__To do__: Could you repeat the stretch of material from its start through the line containing "M482 395L498 378L524", swapping "shadow on table" for "shadow on counter" and leaving everything else unchanged?

__Given information__:
______

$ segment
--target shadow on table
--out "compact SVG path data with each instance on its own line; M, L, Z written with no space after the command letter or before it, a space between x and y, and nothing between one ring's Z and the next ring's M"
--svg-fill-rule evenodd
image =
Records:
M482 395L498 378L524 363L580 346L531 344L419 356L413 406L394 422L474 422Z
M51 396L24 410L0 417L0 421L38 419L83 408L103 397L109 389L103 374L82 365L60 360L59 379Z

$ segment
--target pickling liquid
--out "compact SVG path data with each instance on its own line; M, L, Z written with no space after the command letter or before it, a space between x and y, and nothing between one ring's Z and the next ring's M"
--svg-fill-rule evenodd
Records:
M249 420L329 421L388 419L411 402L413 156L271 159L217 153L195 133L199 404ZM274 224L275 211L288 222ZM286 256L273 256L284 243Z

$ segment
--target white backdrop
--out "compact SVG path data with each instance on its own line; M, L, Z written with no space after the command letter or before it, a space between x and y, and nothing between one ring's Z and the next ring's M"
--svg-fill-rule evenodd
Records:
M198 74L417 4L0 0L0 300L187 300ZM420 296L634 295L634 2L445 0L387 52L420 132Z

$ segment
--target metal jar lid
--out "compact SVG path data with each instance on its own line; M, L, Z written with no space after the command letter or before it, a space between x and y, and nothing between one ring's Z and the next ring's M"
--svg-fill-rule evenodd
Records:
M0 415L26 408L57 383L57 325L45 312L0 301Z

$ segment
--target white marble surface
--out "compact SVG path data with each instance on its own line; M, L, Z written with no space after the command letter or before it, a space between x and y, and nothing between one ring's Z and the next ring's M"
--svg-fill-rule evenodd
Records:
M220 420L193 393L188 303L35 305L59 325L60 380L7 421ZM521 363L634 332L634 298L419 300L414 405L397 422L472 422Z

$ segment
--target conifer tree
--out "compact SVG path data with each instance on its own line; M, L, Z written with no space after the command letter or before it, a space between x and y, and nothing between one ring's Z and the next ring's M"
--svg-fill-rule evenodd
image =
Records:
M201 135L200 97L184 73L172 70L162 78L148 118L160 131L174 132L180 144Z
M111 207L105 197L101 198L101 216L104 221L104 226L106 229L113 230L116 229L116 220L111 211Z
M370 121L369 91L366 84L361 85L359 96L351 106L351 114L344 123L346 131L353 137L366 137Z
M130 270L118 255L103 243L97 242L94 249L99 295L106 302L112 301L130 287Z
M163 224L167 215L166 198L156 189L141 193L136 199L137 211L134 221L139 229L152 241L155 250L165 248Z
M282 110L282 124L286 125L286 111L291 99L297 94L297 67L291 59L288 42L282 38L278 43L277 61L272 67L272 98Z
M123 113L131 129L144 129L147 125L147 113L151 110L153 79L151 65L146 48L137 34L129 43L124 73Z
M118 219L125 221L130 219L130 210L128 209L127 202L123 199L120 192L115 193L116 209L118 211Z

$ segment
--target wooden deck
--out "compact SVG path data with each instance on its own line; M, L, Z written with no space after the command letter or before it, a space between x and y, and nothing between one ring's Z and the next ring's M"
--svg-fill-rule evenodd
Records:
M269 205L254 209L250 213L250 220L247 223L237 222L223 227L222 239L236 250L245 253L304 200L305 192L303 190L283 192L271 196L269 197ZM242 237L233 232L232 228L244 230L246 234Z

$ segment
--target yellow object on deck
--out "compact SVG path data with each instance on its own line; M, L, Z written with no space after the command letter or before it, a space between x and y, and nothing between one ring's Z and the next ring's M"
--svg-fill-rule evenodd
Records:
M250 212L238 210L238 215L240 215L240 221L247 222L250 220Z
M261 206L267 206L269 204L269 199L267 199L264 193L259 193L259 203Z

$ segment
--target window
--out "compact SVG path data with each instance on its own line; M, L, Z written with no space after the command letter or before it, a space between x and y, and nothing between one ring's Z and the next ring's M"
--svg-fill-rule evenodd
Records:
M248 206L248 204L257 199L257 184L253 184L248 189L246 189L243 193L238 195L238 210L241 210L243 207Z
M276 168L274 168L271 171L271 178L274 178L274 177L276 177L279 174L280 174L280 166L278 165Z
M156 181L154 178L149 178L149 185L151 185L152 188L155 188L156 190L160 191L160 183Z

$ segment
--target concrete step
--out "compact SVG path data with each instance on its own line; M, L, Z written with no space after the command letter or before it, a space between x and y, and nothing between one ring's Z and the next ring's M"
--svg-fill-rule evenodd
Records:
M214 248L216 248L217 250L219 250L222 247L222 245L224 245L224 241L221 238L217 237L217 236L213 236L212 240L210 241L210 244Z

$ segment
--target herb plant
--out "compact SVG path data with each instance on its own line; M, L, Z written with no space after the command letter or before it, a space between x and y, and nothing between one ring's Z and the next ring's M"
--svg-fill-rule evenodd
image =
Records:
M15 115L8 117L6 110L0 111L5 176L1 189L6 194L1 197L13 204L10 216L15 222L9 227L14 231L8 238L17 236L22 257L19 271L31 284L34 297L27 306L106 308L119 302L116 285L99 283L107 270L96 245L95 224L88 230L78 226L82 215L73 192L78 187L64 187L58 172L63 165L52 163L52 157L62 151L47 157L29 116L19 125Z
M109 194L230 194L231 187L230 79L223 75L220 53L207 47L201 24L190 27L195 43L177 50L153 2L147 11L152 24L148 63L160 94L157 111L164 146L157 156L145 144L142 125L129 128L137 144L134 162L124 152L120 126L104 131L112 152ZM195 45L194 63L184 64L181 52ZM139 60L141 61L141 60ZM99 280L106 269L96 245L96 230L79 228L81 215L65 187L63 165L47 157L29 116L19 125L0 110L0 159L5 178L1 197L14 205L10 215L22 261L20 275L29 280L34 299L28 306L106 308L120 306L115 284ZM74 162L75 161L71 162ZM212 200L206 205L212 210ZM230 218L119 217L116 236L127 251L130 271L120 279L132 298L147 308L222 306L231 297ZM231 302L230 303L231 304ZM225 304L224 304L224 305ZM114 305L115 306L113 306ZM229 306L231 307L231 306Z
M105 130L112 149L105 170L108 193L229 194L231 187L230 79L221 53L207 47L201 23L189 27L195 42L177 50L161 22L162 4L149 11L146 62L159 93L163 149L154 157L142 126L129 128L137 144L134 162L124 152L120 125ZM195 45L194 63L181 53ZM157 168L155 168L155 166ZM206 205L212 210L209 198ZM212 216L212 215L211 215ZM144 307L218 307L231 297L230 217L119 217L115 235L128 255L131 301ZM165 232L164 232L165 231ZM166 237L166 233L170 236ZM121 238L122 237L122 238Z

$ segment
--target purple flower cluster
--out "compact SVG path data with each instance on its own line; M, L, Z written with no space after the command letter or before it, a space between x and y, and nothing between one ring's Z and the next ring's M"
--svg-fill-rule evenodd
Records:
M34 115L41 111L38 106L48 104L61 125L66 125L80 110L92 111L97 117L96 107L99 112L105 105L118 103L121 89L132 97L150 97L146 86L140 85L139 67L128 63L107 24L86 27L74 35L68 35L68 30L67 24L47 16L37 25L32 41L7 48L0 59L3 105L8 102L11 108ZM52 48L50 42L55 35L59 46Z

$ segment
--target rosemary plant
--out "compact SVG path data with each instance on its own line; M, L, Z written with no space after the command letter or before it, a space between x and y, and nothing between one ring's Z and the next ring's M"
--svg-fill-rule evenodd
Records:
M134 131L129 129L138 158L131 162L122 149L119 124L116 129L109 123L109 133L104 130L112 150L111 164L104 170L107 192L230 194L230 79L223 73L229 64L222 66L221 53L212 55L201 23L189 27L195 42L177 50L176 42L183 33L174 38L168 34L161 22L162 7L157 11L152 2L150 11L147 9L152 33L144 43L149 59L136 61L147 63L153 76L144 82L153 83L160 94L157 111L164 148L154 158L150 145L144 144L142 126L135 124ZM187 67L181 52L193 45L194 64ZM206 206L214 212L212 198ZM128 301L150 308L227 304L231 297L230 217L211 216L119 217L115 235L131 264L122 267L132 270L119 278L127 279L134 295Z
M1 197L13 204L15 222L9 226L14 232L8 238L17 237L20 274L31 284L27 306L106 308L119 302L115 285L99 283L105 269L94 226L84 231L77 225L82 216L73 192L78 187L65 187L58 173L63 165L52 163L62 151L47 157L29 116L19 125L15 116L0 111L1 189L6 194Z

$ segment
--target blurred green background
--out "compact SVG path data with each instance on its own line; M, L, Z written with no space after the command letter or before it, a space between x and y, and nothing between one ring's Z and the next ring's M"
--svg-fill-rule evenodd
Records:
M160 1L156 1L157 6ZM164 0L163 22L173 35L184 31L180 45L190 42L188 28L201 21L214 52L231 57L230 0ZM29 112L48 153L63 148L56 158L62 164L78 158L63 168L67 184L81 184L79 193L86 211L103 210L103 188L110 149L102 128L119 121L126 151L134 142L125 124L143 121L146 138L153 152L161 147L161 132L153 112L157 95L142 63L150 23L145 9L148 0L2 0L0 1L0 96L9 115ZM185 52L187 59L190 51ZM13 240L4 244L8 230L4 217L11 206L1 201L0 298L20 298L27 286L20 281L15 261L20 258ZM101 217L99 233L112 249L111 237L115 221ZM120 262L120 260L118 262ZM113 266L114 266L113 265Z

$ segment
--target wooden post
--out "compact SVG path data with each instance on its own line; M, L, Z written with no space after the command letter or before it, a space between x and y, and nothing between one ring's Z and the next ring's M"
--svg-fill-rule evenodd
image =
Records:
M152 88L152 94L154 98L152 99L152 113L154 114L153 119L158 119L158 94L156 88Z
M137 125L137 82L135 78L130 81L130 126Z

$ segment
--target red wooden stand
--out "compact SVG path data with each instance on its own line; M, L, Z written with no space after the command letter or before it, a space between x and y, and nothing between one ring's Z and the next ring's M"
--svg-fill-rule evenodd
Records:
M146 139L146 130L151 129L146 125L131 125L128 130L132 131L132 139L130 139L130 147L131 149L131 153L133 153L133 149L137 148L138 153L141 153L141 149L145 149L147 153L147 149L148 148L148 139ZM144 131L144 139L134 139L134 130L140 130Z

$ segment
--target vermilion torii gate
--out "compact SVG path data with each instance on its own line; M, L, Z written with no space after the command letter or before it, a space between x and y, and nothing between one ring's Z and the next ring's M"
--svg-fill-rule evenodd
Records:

______

__The result__:
$ segment
--target shadow on counter
--out "compact SVG path data with each instance on its own line; M, L, Z written with no space after the command letter or before it, a space between x and y, and nothing between one ring's Z and the next ring's M"
--svg-fill-rule evenodd
image =
Records:
M482 395L498 378L524 363L580 346L531 344L419 356L413 406L394 422L474 422Z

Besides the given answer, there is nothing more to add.